▸ **PROVIDED MATERIAL**:
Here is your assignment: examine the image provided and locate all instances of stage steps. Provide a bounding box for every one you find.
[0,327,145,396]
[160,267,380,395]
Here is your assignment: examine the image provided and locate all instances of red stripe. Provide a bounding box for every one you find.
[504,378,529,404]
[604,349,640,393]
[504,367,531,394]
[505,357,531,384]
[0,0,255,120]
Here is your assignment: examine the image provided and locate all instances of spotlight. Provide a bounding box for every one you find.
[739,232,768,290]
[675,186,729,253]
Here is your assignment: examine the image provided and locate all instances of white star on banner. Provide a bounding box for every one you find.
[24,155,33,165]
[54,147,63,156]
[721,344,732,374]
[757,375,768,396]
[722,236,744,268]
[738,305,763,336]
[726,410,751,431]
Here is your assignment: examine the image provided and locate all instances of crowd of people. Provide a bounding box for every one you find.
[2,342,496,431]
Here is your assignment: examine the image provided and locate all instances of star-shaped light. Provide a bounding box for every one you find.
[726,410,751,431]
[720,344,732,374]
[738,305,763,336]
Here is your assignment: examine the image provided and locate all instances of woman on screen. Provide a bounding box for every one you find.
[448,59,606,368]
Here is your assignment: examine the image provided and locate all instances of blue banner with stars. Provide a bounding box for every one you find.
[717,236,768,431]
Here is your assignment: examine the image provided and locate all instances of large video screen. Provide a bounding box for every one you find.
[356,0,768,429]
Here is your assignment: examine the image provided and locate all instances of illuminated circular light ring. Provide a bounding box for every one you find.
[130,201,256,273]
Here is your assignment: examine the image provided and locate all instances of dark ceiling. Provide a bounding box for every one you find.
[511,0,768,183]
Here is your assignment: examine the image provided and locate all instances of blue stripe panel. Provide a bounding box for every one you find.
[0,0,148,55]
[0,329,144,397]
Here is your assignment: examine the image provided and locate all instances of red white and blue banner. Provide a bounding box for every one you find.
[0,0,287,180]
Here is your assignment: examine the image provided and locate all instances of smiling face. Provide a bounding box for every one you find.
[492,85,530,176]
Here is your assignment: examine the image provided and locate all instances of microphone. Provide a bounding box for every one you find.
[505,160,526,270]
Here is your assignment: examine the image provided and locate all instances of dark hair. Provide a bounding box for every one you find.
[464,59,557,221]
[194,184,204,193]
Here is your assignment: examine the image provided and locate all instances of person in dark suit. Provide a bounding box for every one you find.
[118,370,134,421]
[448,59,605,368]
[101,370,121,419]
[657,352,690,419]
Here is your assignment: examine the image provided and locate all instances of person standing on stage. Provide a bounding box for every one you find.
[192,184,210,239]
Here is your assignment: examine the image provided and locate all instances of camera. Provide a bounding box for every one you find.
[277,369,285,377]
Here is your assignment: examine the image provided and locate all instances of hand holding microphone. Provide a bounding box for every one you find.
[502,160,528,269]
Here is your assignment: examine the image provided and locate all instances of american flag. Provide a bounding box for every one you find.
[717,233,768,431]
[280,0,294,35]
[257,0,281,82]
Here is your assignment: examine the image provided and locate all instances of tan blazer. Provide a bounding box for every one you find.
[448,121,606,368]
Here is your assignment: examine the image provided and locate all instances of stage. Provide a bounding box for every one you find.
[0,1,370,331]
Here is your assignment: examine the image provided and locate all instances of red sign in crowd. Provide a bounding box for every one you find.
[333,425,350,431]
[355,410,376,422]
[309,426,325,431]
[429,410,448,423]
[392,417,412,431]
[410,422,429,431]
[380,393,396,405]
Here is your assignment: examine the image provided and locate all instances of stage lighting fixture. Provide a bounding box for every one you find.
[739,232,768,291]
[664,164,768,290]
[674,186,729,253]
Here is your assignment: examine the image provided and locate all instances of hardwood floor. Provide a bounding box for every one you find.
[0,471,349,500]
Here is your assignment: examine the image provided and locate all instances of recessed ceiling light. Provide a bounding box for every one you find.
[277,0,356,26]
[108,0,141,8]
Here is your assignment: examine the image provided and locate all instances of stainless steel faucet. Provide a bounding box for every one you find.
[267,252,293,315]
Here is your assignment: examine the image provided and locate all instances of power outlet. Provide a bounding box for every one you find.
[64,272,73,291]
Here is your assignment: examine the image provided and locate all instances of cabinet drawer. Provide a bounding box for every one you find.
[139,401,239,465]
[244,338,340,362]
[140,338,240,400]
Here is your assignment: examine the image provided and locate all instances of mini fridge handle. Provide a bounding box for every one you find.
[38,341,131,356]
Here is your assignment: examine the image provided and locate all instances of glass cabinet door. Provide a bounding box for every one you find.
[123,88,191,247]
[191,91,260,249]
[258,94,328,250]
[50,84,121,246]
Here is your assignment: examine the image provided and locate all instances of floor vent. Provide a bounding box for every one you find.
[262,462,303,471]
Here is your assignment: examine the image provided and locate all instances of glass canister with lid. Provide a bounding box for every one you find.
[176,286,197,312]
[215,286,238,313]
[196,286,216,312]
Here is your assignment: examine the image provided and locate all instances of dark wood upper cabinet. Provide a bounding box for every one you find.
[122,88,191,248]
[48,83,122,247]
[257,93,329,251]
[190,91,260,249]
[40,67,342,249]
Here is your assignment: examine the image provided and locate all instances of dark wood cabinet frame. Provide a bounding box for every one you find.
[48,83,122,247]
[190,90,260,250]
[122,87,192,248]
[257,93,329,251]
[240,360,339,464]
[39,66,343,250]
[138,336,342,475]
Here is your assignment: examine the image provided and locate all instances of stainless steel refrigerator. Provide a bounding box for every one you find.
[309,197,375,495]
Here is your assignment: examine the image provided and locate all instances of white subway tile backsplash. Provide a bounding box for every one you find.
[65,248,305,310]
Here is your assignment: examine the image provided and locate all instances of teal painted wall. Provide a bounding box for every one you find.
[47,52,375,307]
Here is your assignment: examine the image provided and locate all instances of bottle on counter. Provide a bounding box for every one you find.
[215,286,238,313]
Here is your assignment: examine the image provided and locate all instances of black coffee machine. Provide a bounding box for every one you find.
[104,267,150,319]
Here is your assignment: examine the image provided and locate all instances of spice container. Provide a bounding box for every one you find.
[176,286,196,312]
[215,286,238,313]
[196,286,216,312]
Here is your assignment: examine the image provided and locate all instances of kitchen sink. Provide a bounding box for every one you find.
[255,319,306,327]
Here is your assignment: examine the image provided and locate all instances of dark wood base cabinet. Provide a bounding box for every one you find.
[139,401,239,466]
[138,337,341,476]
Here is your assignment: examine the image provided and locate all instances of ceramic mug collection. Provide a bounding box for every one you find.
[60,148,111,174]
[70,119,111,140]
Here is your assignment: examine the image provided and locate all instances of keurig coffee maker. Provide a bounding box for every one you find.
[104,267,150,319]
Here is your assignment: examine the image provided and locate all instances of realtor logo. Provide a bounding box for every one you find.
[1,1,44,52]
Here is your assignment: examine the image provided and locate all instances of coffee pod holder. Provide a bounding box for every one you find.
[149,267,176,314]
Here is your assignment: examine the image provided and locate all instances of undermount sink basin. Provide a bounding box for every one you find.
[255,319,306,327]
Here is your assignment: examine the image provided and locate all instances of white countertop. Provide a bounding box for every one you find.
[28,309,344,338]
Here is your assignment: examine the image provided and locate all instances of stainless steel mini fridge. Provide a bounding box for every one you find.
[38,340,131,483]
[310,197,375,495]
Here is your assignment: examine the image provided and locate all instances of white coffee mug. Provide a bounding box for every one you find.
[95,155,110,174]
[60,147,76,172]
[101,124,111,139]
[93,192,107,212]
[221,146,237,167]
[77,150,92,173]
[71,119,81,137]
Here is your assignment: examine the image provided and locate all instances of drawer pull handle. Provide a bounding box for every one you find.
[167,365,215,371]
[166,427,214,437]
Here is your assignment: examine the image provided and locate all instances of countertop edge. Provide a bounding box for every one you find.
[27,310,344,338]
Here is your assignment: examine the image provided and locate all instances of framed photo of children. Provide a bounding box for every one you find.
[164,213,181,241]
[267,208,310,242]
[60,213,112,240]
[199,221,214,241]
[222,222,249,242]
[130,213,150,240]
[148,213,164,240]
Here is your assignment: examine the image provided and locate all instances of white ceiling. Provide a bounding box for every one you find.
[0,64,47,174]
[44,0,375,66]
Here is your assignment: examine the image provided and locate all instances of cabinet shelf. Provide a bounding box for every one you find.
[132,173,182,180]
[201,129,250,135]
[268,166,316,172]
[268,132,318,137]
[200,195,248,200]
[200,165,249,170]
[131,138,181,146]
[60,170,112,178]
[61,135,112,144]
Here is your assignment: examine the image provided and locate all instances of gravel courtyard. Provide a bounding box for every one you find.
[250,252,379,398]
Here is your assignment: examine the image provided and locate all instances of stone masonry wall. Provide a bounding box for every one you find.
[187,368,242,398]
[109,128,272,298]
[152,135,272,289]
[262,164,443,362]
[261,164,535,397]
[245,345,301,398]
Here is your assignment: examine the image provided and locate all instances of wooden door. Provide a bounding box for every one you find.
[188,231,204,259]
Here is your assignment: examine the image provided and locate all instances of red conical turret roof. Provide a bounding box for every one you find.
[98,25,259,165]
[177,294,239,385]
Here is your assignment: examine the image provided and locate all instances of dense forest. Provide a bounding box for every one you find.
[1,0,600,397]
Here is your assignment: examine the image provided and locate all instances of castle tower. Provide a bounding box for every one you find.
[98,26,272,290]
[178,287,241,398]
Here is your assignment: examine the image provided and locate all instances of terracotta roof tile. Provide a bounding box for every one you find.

▸ **PROBLEM TO SOLVE**: Would you transcribe, exactly, the lines running from the one that contains "of red conical" through the final line of the listing above? Include both ends and nothing else.

▸ **SOLUTION FOR THIS TASK**:
Here is your assignment: examine the image provided and locate all instances of red conical turret roof. Provide a bounding box for every one you find.
[98,25,259,165]
[177,294,239,385]
Here is your assignment: examine the image provided and locate all instances of dense forest. Provide a bounding box for every one you find.
[1,0,600,397]
Here is your assignment: examine the image provided and locate all instances of castle tower. Provide a bounding box for every one you find.
[98,26,272,290]
[178,287,241,398]
Here is your assignment: examine the image provided and locate all instances of terracotta roof tile. Provide a bounding box for every one you find.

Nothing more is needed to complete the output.